» EXERCISE: Repeat all of the items below, replacing every "pin" with "marker" and leaving everything else unchanged. Leave the pictures out.

» LISTING:
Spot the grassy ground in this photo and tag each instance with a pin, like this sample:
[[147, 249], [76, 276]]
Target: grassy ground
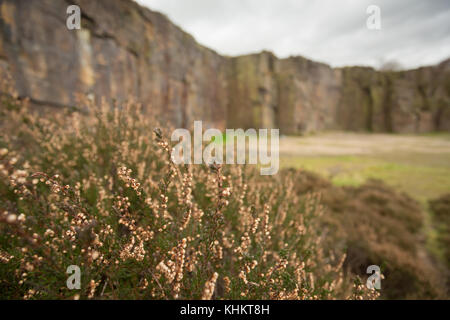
[[418, 165]]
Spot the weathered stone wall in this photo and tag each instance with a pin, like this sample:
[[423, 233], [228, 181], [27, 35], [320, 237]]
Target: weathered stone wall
[[124, 50]]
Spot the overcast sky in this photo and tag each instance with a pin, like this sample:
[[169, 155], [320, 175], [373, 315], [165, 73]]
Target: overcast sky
[[413, 32]]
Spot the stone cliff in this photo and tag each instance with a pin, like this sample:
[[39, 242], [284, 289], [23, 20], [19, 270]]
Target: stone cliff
[[124, 50]]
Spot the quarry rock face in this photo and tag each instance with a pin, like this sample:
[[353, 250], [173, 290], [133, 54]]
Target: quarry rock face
[[126, 51]]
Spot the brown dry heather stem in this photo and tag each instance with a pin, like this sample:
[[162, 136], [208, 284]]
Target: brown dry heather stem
[[98, 190]]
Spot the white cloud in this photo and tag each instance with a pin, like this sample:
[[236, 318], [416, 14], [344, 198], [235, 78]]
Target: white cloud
[[413, 32]]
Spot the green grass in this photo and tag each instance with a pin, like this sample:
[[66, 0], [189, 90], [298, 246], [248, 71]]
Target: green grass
[[422, 176]]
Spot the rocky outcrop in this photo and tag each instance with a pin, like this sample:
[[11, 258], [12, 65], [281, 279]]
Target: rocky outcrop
[[124, 50]]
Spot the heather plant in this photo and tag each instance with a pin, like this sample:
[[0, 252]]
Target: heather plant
[[96, 188]]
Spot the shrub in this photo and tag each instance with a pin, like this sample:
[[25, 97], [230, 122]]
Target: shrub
[[97, 189]]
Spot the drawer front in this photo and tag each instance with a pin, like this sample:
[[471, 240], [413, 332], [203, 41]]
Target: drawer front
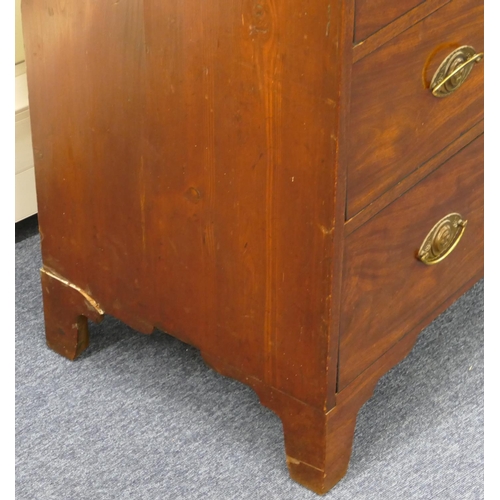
[[372, 15], [386, 290], [396, 123]]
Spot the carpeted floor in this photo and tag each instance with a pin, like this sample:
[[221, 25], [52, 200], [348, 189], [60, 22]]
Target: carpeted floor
[[142, 417]]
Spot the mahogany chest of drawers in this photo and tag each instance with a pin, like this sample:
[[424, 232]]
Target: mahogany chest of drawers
[[292, 186]]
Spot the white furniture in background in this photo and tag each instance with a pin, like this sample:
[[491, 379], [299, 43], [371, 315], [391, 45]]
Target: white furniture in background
[[25, 171]]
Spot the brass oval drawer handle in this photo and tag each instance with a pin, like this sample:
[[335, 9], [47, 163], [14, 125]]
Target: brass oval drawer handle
[[442, 239], [454, 70]]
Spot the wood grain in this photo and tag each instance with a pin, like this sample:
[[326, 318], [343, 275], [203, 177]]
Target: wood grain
[[408, 182], [396, 27], [185, 152], [191, 163], [372, 15], [386, 289], [396, 122]]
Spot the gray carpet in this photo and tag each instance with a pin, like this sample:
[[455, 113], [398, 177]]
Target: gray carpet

» ANSWER TO THIS EXERCISE:
Spot the grassy ground in this photo and tag each instance with a marker, like this sample:
[[147, 249], [76, 276]]
Target: grassy ground
[[418, 165]]
Spot the weathered stone wall in this photo and tag each instance with a marker, like this sample:
[[423, 233], [228, 181], [27, 35], [320, 237]]
Target: weathered stone wall
[[124, 50]]
Spot the overcast sky in this photo and tag each instance with a marker, like this sample:
[[169, 155], [320, 175], [373, 315], [165, 73]]
Target: overcast sky
[[413, 32]]
Spot the stone cliff in this photo and tag each instance with a marker, like this sample:
[[39, 242], [284, 289], [23, 20], [19, 270]]
Target: stone cliff
[[124, 50]]
Spot the quarry rock face in this photo and tag each instance with a marker, like this sample:
[[353, 250], [173, 290], [133, 54]]
Target: quarry rock face
[[126, 51]]
Spot the brown dry heather stem in this photo and tag each instance with a marker, like this sample:
[[162, 136], [208, 284]]
Target: brown dry heather stem
[[98, 190]]
Spot the white cloud in this photo and tag each instance with a marker, like this sample:
[[236, 318], [416, 14], [344, 198], [235, 78]]
Target: white cloud
[[413, 32]]
Spot the green grass in this photo and tag each instance with a marker, like this sample:
[[66, 0], [189, 90], [298, 246], [248, 71]]
Target: green grass
[[422, 176]]
Spot the rocky outcrop in this photo and tag each instance with a marker, like this sample:
[[11, 258], [12, 65], [281, 279]]
Target: rocky outcrop
[[124, 50]]
Spot the heather plant in this photo and tag each instance with a marker, like this sample:
[[0, 252]]
Target: heather plant
[[96, 188]]
Spot the shrub in this photo and tag each instance with a marker, like this sample:
[[25, 97], [230, 122]]
Target: shrub
[[97, 189]]
Spot the drawer front in this photo and tag each instance with a marker, like this sample:
[[471, 240], [413, 332], [203, 41]]
Target: drawer front
[[372, 15], [386, 290], [396, 123]]
Spot the carpeted floor in this photo and tag each instance with a marker, like this sample:
[[221, 25], [52, 200], [348, 189], [60, 22]]
Target: carpeted floor
[[142, 417]]
Spot the mahogany chest of drawers in this photo and tag each instance with a marker, like this sample:
[[424, 232]]
Target: mahogany chest of drawers
[[292, 186]]
Spot the white furniture in background in this photo and tag each instance with a marker, like this sample:
[[491, 379], [299, 43], [371, 315], [391, 45]]
Target: white furniture in background
[[25, 171]]
Spot the brass oval drawer handle in this photo and tag each instance with a marker, like this sample:
[[335, 9], [47, 163], [14, 125]]
Target: brass oval drawer handle
[[442, 239], [454, 70]]
Spot the wood grain in this photo and tag each instance with a marker, like this sample:
[[326, 318], [343, 275], [203, 177]]
Target: wood grain
[[408, 182], [396, 27], [185, 152], [191, 163], [372, 15], [386, 289], [396, 122]]
Spot the gray carpet in this photo and tag each instance with a marker, like this sample:
[[455, 113], [398, 177]]
Target: gray carpet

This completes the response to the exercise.